[Start of Attachment]

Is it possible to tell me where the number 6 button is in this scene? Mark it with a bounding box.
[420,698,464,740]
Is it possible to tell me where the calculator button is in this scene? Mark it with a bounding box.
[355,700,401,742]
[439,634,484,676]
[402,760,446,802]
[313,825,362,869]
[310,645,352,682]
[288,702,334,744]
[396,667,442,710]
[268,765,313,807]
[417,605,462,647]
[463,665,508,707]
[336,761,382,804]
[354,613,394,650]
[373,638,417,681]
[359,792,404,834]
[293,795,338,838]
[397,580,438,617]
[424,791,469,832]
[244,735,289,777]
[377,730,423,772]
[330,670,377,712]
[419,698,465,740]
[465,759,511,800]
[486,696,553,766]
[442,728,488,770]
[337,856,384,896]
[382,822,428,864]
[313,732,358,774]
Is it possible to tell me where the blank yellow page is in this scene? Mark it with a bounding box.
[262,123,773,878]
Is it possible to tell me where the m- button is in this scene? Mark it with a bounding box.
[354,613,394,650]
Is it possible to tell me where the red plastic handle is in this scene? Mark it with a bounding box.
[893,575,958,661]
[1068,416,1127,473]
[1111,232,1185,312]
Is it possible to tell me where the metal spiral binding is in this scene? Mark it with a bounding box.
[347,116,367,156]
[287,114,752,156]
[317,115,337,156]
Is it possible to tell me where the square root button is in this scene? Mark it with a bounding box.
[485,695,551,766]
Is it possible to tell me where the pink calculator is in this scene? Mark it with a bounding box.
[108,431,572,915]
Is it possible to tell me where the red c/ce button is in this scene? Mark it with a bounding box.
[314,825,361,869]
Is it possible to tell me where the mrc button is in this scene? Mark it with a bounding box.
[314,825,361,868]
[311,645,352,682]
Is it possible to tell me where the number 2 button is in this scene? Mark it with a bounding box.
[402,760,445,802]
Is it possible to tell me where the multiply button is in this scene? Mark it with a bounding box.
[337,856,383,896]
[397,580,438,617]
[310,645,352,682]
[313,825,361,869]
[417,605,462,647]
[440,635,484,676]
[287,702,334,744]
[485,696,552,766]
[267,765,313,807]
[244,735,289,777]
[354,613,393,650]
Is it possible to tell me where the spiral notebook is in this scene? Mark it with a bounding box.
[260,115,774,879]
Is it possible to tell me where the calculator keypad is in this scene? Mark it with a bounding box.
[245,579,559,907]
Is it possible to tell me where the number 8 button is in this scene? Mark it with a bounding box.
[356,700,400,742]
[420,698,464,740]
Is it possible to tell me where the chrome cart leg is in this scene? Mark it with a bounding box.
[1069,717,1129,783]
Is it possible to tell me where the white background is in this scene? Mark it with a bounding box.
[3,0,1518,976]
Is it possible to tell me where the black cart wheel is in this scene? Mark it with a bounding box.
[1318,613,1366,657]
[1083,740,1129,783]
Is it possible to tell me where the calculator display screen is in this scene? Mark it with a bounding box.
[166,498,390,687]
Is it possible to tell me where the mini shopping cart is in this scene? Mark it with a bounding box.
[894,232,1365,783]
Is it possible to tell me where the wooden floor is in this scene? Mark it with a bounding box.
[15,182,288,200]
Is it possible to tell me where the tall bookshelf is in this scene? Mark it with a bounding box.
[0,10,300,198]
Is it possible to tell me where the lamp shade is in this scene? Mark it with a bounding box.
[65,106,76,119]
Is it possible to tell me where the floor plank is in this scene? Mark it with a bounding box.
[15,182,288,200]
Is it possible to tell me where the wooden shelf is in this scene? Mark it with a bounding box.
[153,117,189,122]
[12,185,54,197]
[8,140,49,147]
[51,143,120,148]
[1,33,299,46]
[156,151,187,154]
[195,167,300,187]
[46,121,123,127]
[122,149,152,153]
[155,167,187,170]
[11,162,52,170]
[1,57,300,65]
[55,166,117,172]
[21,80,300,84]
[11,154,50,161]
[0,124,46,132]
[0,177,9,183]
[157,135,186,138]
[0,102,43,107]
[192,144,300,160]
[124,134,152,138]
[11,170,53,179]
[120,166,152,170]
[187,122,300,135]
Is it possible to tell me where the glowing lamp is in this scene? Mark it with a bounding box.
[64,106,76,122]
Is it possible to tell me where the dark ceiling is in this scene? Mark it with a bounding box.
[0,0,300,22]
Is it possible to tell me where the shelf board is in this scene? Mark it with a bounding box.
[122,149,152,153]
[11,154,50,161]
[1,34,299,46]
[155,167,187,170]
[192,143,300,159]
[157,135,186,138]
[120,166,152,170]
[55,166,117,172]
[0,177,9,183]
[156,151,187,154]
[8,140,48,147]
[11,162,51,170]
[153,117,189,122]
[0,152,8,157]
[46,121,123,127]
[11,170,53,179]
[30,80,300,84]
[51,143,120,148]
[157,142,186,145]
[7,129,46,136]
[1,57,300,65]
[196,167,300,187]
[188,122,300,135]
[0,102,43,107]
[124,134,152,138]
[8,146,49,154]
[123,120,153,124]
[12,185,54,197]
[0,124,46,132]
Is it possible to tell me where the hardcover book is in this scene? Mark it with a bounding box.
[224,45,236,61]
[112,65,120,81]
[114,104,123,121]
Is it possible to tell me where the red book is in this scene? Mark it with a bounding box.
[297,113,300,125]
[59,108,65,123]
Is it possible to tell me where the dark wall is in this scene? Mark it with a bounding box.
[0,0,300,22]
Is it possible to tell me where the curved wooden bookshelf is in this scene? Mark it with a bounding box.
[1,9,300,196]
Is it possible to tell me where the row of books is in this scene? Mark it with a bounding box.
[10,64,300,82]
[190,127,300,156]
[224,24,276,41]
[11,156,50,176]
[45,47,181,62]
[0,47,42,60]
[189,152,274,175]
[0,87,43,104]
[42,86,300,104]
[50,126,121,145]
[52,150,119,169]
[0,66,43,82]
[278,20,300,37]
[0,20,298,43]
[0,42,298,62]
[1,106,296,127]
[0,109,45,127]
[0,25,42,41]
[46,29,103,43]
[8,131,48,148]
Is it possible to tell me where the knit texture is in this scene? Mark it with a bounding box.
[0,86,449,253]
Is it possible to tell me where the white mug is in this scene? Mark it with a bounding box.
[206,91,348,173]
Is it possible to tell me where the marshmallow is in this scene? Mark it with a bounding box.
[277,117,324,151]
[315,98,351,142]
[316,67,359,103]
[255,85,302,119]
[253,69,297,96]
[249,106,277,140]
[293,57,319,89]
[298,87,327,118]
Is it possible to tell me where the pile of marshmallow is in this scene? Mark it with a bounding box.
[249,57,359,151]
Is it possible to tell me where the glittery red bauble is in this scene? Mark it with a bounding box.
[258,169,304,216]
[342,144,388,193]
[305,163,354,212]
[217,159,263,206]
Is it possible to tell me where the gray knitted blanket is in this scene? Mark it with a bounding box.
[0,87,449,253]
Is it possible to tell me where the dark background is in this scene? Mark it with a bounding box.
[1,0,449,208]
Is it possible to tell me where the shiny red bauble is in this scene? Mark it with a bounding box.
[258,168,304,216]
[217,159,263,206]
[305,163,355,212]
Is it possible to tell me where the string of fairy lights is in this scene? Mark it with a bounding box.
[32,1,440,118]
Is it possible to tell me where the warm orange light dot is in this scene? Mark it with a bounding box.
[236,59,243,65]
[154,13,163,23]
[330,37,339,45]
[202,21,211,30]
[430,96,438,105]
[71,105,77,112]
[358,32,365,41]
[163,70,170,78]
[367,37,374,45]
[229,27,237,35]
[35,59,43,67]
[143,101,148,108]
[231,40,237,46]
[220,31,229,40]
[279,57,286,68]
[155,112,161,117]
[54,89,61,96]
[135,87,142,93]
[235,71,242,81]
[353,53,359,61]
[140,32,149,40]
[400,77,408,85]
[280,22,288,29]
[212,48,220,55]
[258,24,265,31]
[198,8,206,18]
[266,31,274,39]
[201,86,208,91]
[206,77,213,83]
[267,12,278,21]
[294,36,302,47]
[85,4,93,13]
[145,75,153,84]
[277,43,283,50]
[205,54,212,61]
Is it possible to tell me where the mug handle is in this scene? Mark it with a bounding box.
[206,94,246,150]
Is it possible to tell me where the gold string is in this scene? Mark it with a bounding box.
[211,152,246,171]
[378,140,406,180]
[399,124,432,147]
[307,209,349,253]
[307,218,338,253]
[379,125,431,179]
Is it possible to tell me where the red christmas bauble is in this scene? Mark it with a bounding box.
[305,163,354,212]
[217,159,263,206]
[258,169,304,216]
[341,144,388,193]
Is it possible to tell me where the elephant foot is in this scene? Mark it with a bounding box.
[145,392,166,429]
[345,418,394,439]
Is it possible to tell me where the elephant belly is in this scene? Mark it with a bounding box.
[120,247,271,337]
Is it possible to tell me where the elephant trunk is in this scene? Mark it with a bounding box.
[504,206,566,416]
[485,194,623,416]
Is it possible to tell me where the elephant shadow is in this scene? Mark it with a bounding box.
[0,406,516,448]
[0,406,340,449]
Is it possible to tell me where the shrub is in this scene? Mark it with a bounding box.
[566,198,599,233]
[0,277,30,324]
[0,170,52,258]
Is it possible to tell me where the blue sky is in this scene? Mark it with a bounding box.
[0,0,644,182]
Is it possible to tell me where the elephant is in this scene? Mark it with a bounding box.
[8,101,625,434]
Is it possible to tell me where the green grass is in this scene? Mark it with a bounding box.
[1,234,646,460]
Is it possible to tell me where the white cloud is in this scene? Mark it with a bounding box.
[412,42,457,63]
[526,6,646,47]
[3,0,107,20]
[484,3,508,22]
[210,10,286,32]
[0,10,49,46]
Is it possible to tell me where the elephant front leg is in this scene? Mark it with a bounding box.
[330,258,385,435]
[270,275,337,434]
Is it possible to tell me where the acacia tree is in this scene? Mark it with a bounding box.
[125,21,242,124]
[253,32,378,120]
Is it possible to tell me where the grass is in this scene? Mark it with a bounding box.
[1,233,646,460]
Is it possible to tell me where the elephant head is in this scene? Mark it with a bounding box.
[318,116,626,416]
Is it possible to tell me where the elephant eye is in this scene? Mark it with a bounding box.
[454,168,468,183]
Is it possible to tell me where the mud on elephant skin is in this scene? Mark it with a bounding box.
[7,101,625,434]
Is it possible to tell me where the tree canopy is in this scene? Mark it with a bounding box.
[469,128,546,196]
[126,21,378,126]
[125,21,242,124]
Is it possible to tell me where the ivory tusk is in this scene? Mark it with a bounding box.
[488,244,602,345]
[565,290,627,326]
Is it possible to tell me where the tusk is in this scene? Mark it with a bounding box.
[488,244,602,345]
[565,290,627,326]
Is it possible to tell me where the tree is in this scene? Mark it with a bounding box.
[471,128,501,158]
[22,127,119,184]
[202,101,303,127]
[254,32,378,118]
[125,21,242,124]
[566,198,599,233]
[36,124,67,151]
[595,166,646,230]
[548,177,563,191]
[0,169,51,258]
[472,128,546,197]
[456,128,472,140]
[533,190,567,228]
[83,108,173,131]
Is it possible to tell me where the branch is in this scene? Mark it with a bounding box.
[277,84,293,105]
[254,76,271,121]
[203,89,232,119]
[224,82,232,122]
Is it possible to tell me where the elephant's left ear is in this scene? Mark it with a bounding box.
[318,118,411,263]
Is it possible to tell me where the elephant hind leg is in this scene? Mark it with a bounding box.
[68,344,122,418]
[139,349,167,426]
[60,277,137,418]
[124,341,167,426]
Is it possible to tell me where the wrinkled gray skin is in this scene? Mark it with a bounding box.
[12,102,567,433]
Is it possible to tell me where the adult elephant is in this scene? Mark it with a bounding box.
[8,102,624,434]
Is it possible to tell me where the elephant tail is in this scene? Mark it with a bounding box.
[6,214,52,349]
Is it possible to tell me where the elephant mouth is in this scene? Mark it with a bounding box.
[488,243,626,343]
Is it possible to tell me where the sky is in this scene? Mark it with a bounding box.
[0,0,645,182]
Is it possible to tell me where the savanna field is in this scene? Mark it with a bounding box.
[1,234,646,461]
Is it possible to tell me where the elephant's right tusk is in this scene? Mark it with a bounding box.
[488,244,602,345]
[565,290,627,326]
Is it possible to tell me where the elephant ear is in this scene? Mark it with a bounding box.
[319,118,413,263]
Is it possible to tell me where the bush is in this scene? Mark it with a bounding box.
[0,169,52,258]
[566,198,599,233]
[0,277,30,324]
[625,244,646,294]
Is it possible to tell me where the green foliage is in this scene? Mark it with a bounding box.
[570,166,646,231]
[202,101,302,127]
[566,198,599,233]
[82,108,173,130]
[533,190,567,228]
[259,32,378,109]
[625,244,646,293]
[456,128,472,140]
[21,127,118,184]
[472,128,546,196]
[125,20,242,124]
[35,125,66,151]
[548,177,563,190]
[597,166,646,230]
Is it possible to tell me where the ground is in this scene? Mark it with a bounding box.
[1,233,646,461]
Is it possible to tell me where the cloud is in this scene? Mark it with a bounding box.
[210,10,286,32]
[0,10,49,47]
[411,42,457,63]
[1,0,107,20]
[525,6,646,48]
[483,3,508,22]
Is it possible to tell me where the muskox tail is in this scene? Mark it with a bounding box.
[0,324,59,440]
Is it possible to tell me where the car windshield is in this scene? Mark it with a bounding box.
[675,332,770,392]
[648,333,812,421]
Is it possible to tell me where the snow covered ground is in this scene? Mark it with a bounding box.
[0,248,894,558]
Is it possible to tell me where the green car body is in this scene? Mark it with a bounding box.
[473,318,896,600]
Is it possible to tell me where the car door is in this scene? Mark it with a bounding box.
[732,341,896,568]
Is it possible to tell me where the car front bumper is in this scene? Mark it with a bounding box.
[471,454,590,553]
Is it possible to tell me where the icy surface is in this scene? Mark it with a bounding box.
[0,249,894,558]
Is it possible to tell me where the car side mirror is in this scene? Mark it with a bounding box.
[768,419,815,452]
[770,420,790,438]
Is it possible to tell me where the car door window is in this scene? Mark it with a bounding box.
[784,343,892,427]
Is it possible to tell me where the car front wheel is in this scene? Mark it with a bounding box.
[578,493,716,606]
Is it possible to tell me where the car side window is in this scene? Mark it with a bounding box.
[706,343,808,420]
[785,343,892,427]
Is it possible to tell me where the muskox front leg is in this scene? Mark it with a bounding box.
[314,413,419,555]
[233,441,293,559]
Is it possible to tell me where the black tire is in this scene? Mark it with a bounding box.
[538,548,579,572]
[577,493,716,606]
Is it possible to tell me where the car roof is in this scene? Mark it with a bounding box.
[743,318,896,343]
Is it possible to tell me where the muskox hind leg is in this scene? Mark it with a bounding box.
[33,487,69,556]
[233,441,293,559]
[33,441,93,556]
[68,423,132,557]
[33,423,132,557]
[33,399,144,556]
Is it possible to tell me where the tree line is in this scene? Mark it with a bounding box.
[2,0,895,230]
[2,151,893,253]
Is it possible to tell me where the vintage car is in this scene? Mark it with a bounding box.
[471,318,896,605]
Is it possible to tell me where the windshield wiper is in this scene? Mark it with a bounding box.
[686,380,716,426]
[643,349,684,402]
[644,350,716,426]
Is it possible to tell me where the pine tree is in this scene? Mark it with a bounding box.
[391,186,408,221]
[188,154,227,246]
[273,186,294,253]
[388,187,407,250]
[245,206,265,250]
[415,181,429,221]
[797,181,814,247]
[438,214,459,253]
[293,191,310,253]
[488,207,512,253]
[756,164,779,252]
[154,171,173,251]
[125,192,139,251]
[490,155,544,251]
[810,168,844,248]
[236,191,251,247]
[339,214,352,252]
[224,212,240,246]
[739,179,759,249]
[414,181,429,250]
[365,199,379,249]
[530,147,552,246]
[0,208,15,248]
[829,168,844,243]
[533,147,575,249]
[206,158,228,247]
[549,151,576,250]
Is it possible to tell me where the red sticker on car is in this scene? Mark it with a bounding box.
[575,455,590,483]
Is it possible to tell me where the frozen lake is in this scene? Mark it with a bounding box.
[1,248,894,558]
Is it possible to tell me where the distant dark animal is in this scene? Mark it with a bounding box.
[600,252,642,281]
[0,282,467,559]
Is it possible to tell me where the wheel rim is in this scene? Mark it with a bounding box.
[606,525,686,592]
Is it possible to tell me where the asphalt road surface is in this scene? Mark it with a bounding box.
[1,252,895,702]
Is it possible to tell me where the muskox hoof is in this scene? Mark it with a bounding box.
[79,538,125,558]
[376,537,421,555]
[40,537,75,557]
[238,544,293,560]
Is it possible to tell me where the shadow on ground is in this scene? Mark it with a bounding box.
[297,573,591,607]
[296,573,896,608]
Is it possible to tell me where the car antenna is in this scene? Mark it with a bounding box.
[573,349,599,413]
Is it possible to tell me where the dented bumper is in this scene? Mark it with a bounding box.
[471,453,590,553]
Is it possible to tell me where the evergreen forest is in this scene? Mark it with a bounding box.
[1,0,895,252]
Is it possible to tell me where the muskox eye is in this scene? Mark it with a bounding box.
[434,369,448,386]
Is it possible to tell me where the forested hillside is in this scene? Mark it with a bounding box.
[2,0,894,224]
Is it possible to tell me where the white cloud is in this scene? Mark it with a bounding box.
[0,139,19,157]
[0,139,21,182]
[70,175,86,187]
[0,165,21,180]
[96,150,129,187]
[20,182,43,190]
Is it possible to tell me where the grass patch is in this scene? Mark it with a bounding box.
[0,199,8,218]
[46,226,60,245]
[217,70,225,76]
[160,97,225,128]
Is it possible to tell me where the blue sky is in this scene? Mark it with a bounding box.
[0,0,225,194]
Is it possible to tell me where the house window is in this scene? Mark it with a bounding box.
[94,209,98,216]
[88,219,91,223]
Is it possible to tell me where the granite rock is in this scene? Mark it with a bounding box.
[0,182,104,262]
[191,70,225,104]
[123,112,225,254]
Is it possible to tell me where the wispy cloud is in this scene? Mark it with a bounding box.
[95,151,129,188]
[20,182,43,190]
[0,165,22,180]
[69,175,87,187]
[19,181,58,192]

[End of Attachment]

What to produce:
An exact, line-for-line copy is required: from the line containing "Is it possible to tell me where the wispy" through the final line of the listing above, both included, with nothing else.

Output:
Is it possible to tell me where the wispy cloud is in this scene? Mark it with a bounding box.
[95,151,129,188]
[20,182,43,190]
[0,165,22,180]
[69,175,87,187]
[19,181,58,192]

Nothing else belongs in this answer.